List of tasks>
1. Copy the passage of the catalyst testing text between "The experiments were" and "separate mass-flow meter.", inclusive.
2. In the catalyst testing text, what spinning rate was used to record the ¹³C NMR spectra?

Text shown>
====

Chemical analysis of the fresh and used catalyst support were carried out by a Fourier transform infrared (FT-IR) spectrophotometer (GANGDONG FTIR-650) in the range from 4000 cm⁻¹ to 400 cm⁻¹ at 1.5 cm⁻¹ resolution averaging 32 scans.

The solid-state ¹³C NMR experiments were performed on Bruker AVANCE III 600 spectrometer at a resonance frequency of 150.9 MHz to analysis the component of coke on the catalyst. The ¹³C NMR spectra were recorded using a 4 mm MAS probe and a spinning rate of 14 kHz. A contact time of 3 ms, a recycle delay of 5 s, and 4000 accumulations were used for the ¹³C measurement. The chemical shifts of ¹³C was externally referenced to TMS.

Catalytic activity measurements

Jatropha oil was purchased from Jiangsu Donghu Bioenergy Co., Ltd, the content includes: myristic acid 0.1%, arachic acid 0.5%, linolenic acid 0.9%, palmitoleic acid 1.2%, stearic acid 7.3%, palmitic acid 14.8%, linoleic acid 36.2%, oleic acid 38.3%.

The experiments were performed in a fixed-bed reactor equipped with electrically heating system (JF-2, Tianjing Golden Eagle Technology Co., Ltd, China). The equipment for continuous hydrotreatment included feed system, heating section, tubular reactor, condensation section, storage section, instrumentation and control section. The reaction temperature was controlled by microcomputer while the system pressure was maintained by a back-pressure regulator. Jatropha oil was delivered from a feed pot into the reactor by a high-pressure pump. The hydrogen input rate was controlled by a separate mass-flow meter.

====

Material>
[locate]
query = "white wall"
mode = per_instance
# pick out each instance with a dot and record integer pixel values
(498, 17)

====

Completed exercise>
1.
The experiments were performed in a fixed-bed reactor equipped with electrically heating system (JF-2, Tianjing Golden Eagle Technology Co., Ltd, China). The equipment for continuous hydrotreatment included feed system, heating section, tubular reactor, condensation section, storage section, instrumentation and control section. The reaction temperature was controlled by microcomputer while the system pressure was maintained by a back-pressure regulator. Jatropha oil was delivered from a feed pot into the reactor by a high-pressure pump. The hydrogen input rate was controlled by a separate mass-flow meter.

2. 14 kHz